_SELECTION_
Because Genie models are agnostic across different platforms, you can write a piece of code once, and port it across different devices.

Step 4: Putting It All Together To Python Script

Now let's put together everything we've learnt and write a useful Python script. For this script, we'll make it interesting and for each connected device, do the following:

• display hostname
• display software version and hardware information
• print a table of all interfaces and their CRC error counter
• print the # of BGP neighbors they have

For this script, because we want to print a nice table, let's make use of an awesome PyPI package called tabulate

# install tabulate as a dependency
pip install tabulate

import os
HERE = os.path.dirname(__file__)

from tabulate import tabulate
from genie.testbed import load
    
if __name__ == '__main__':
    testbed = load(os.path.join(HERE, 'workshop-testbed.yaml'))

    uut = testbed.devices['uut']

    uut.connect()
    info = uut.learn('platform')
    bgp = uut.learn('bgp')

    # print useful information
    print('\n' + '-'*80)
    print('Hostname: %s' % uut.name)

(Rows from a pointing dataset)
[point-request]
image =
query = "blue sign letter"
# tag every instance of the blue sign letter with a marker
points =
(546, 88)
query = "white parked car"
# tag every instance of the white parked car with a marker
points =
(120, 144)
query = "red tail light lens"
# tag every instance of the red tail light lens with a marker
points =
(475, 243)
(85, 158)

==

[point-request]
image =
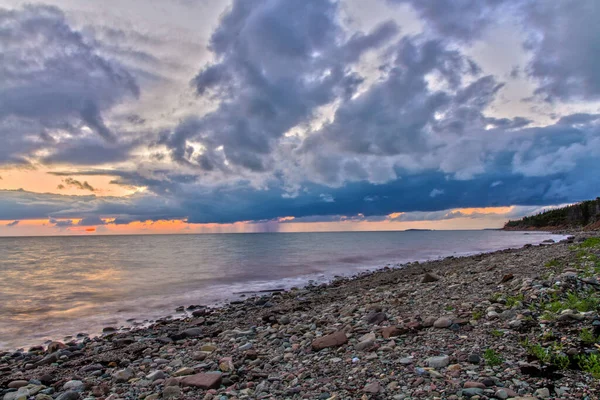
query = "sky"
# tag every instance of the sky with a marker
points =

--

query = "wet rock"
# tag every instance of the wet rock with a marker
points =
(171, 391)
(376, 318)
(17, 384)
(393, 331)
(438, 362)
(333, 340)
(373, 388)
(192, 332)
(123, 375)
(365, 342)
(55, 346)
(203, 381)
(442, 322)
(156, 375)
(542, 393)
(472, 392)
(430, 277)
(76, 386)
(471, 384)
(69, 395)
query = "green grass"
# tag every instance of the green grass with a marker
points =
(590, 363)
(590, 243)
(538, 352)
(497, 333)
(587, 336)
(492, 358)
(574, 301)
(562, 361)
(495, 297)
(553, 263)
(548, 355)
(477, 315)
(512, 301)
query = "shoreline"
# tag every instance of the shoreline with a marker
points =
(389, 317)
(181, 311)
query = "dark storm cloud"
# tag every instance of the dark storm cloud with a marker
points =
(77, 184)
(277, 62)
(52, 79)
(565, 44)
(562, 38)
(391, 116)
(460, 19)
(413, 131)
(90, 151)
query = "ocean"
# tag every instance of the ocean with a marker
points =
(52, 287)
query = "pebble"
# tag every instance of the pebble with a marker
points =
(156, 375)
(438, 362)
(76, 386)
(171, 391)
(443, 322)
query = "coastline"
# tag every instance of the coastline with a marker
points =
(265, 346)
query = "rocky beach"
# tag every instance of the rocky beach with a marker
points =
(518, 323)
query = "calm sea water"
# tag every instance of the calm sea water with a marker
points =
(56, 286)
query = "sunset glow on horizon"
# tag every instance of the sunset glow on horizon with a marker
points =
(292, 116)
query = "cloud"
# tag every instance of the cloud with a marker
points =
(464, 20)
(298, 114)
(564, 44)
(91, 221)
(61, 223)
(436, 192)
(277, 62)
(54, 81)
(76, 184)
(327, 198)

_GIVEN PROBLEM 1_
According to the Genie tutorial, what does the script do for each connected device? List each item.
_GIVEN PROBLEM 2_
Carry on with the Genie tutorial from the point where it stops.
The rows aren't needed here.

_EXERCISE RESULT 1_
- display hostname
- display software version and hardware information
- print a table of all interfaces and their CRC error counter
- print the # of BGP neighbors they have

_EXERCISE RESULT 2_
    print('Software Version: %s %s\n' % (info.os, info.version))
    
    nbr_info = []
    for bgp_instance in bgp.routes_per_peer['instance']:
        for vrf in bgp.routes_per_peer['instance'][bgp_instance]['vrf']:
            for nbr in bgp.routes_per_peer['instance'][bgp_instance]['vrf'][vrf]['neighbor']:
                nbr_info.append((bgp_instance, vrf, nbr))
    
    print(tabulate(nbr_info, headers = ['BGP Instance', 'VRF', 'Neighbor']))

    print('\nTotal # of Active Neighbors: %s' % len(nbr_info))
    print('-'*80 + '\n')

Step 5: pyATS Test Script, Logs & Etc

In the last section you've learnt about how to write straight forward Python scripts that leverages components of pyATS, and enable you as a Network Engineer to focus on building "business logic" instead of fiddling with the details of programming, device interactions and parsing libraries.

But so far all that code goes into just simple scripts - and we rely on screen print() for message. For traceability, archiving and going from simple if-else logic into test cases, we can leverage to full power of a pyATS as a test framework.

First, let's convert the above Python script into pyATS test cases:

• we'll create a pyATS test script file
• break down the above script functionality into different parts of the test script
• run the script inside a pyATS job
• see the log archive.

To write a pyATS test script and corresponding testcases, create a .py file, import pyats.aetest and define your sections. Inside, your "CommonSetup" sections runs first at the beginning (eg, to setup connectivity), "Testcases" run in the order that they are defined, and "CommonCleaup" runs at the end of the script.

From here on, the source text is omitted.